- TASK DESCRIPTION: Edit everything from the line containing "Annotate the green coral" down to the end of the rows, changing "Annotate" to "Mark" and leaving all else as it is.

(Records)
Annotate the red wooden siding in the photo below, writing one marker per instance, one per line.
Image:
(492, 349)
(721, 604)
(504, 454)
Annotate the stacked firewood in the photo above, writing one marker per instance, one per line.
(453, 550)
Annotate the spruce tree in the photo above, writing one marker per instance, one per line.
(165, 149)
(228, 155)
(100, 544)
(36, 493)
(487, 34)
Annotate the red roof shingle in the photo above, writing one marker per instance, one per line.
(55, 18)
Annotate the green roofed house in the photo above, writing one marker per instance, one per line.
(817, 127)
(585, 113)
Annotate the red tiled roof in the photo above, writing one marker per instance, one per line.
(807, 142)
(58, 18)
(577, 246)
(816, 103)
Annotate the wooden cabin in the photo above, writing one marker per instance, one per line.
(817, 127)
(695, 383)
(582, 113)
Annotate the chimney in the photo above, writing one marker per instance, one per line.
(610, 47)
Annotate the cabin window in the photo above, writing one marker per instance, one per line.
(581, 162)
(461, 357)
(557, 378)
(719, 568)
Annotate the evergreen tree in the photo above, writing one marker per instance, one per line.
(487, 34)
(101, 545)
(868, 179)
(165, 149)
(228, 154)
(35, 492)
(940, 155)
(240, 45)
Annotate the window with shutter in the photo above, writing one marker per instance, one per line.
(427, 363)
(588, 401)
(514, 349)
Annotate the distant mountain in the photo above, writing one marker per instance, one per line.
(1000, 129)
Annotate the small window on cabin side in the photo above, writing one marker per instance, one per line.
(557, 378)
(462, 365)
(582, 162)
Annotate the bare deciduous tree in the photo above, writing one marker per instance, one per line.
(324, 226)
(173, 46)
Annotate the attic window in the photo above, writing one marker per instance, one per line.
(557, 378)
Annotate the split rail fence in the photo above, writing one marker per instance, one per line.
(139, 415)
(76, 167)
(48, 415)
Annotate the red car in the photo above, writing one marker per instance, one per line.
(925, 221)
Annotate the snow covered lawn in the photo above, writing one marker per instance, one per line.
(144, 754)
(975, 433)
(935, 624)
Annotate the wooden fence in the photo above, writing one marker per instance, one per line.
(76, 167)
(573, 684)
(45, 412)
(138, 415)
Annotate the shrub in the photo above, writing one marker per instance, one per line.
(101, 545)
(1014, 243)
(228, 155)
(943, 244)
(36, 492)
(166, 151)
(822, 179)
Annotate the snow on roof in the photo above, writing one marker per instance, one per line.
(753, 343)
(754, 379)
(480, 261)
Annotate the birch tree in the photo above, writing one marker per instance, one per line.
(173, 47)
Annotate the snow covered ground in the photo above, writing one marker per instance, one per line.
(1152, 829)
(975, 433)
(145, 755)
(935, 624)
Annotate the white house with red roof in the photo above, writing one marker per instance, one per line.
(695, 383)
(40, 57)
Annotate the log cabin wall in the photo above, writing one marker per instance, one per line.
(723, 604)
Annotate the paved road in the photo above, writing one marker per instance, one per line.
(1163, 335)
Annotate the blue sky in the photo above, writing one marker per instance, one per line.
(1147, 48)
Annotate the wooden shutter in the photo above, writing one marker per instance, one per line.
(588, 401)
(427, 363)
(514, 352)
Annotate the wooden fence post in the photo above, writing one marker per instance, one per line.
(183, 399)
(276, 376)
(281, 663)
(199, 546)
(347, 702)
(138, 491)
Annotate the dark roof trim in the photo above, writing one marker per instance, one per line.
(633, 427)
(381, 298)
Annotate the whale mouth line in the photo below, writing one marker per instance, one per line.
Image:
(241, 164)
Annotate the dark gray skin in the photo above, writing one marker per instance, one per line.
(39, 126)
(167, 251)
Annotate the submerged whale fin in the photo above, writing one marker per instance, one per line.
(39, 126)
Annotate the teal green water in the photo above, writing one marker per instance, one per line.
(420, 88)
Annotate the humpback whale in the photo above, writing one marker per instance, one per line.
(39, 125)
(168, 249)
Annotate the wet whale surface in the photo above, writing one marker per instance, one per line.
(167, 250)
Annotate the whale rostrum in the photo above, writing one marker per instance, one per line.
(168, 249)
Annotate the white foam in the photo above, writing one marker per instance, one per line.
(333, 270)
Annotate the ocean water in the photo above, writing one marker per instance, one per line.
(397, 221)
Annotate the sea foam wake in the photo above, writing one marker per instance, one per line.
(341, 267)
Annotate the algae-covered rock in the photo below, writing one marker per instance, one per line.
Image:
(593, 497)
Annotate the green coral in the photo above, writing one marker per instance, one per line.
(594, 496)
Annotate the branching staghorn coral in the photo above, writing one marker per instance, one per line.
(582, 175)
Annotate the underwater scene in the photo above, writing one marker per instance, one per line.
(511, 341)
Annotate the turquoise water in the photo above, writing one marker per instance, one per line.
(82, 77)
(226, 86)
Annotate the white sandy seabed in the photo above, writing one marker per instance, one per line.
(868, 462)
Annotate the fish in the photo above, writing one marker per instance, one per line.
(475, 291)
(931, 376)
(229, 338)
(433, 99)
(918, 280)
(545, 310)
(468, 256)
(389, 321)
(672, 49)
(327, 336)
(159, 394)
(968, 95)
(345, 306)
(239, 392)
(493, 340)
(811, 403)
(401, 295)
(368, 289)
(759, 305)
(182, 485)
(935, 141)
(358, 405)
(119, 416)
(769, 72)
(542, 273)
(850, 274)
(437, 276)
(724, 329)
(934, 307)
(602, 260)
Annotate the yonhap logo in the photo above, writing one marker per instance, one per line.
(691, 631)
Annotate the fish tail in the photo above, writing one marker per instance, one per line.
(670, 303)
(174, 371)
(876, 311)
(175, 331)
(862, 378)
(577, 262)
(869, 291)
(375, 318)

- RESULT BELOW:
Mark the green coral in the photo above, writing one marker per instance, one per line.
(594, 496)
Mark the branching staghorn coral in the photo above, writing one marker per instance, one per line.
(582, 175)
Mark the underwater scene in the photo above, writing one marker per instance, one per line.
(511, 341)
Mark the turquoise water in the photo above, writing one marker per instance, one per line.
(82, 77)
(226, 86)
Mark the white sandy seabed in the photo above, writing one marker per instance, one per line.
(868, 462)
Mark the fish in the photo above, writing one marker per instance, one per line.
(475, 291)
(931, 376)
(229, 338)
(433, 99)
(918, 280)
(545, 310)
(468, 256)
(389, 321)
(672, 49)
(327, 336)
(159, 394)
(968, 95)
(345, 306)
(239, 392)
(493, 340)
(811, 403)
(401, 295)
(368, 289)
(759, 305)
(182, 485)
(935, 141)
(358, 405)
(119, 416)
(769, 72)
(542, 273)
(850, 274)
(437, 276)
(724, 329)
(934, 307)
(602, 260)
Mark the yonhap logo in the photo above, writing one marker per instance, one per line.
(691, 631)
Mark the fish tail in the photo above, writing one marker per instance, one per line.
(670, 303)
(174, 371)
(876, 311)
(175, 331)
(862, 378)
(577, 262)
(869, 291)
(375, 318)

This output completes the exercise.